Can you rewrite the items from the line with "Mark the fruit" to the line with "point(600, 159)", swapping "fruit stand" for "vegetable stand" and leaving everything else as it is?

start

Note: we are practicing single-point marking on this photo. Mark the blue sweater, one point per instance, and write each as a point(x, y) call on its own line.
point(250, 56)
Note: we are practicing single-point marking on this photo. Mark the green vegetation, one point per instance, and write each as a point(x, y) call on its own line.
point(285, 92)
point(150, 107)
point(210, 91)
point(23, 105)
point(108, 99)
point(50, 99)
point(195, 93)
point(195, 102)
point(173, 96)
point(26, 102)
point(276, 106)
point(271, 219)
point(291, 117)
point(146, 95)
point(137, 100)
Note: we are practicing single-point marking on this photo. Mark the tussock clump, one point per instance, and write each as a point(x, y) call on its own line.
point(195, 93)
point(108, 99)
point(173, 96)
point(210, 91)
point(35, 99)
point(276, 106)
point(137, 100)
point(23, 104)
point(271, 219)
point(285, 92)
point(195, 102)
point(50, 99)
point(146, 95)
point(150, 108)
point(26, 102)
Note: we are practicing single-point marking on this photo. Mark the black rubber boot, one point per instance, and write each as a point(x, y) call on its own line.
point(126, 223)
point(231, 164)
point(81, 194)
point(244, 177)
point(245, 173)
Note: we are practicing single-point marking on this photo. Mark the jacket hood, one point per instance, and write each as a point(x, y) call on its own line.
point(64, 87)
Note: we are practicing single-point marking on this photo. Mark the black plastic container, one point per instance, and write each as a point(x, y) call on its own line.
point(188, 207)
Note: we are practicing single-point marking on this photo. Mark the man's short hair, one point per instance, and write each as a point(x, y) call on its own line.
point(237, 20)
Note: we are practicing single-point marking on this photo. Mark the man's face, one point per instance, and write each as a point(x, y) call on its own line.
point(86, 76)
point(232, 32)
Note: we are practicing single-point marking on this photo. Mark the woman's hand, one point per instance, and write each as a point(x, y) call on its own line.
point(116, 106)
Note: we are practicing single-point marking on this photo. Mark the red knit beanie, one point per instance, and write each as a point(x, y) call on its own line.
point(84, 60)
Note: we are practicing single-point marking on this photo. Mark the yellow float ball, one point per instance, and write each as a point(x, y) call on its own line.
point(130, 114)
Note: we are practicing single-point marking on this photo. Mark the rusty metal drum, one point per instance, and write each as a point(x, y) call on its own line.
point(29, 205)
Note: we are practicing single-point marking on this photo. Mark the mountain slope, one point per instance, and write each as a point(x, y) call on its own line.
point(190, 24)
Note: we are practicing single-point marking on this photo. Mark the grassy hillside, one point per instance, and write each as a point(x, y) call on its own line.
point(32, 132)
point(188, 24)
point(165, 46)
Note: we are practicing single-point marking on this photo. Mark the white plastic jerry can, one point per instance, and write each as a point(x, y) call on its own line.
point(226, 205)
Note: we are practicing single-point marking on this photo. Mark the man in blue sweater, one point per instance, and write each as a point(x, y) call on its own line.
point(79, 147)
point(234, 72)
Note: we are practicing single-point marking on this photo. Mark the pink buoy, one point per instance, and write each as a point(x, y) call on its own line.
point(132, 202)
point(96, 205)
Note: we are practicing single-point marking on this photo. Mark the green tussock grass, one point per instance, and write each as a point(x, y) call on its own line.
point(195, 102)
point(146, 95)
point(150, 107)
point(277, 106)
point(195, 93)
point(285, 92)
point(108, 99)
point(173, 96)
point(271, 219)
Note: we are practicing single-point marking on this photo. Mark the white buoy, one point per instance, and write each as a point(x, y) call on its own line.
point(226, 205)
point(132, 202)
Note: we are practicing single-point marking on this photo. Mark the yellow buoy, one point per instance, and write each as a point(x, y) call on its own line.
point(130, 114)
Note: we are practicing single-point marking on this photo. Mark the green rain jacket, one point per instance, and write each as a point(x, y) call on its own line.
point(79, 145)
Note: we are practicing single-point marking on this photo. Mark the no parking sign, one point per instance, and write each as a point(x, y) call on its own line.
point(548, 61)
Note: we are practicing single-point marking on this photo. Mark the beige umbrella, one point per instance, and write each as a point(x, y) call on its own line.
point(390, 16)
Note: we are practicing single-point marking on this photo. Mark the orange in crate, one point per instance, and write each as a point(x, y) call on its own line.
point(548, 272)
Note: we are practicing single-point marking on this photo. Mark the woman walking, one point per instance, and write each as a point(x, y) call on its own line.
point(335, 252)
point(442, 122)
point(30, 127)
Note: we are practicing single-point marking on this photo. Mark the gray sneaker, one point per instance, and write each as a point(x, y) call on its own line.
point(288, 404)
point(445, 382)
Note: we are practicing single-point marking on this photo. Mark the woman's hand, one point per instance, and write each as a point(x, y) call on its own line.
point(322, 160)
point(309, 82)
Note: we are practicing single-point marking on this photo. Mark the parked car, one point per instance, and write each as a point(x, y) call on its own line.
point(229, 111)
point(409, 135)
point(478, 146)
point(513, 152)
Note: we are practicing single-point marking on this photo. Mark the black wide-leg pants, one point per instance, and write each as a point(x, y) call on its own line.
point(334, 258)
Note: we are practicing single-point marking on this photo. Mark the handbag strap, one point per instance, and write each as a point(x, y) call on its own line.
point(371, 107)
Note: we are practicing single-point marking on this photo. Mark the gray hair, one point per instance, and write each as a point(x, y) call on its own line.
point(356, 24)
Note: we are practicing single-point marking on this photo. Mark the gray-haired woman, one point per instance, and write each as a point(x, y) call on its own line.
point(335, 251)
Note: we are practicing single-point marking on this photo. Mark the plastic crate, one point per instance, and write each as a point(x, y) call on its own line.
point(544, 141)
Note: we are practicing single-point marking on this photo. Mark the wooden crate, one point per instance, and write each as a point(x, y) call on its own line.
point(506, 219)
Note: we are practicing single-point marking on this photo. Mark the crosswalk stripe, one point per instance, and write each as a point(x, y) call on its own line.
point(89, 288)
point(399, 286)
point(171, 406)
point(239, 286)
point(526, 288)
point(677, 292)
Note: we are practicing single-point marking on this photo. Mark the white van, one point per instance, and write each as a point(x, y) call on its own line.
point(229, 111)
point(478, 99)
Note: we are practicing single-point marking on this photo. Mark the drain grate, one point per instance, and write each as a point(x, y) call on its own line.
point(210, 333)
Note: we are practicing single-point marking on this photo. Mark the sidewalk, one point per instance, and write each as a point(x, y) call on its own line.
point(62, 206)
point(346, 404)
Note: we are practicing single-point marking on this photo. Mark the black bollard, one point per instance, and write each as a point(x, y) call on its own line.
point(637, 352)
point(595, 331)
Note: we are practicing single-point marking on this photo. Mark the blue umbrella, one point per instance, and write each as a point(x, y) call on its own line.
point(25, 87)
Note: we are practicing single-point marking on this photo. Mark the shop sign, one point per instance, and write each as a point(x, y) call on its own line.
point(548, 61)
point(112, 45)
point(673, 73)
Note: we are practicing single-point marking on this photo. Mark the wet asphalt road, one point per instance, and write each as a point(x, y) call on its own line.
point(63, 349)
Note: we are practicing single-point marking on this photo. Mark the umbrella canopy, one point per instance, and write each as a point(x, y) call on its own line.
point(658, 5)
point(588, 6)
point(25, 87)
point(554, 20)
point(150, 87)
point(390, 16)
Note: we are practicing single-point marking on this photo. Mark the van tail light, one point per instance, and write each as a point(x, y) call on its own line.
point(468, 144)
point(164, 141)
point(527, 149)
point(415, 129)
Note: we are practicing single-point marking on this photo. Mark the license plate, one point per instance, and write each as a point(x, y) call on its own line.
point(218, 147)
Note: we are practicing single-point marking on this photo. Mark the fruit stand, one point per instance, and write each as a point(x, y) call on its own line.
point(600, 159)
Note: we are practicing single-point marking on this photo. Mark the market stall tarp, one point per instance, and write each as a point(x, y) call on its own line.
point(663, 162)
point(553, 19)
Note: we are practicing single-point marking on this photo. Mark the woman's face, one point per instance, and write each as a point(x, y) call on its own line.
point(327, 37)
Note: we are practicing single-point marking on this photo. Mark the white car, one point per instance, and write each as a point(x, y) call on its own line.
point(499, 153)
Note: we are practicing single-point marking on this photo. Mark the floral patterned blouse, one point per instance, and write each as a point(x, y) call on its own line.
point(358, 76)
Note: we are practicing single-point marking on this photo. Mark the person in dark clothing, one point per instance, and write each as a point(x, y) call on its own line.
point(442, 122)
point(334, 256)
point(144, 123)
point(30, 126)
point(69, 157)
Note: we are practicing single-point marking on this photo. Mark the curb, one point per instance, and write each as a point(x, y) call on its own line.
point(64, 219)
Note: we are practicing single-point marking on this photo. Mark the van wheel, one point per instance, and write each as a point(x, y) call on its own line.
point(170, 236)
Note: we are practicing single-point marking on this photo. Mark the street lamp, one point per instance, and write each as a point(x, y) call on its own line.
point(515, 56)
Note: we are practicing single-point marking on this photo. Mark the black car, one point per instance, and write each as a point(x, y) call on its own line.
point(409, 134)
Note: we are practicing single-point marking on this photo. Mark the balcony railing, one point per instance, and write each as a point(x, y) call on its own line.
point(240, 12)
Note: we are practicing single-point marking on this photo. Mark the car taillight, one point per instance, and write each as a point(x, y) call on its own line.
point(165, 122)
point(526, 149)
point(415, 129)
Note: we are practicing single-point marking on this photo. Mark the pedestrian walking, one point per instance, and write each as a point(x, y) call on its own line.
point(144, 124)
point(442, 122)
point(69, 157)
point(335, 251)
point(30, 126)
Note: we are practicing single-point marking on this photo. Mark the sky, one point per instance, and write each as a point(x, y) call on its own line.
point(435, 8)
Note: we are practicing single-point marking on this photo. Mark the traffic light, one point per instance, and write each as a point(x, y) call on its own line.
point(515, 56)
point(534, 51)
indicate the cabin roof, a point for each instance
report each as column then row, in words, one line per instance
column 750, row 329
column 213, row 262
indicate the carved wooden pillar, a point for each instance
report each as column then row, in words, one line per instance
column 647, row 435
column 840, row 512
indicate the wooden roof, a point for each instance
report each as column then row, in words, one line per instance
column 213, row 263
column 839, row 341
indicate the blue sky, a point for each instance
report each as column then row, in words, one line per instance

end

• Full solution:
Note: we are practicing single-point marking on this photo. Mark the vegetable stand, one point per instance, and write each as a point(x, y) call on its own line.
point(600, 159)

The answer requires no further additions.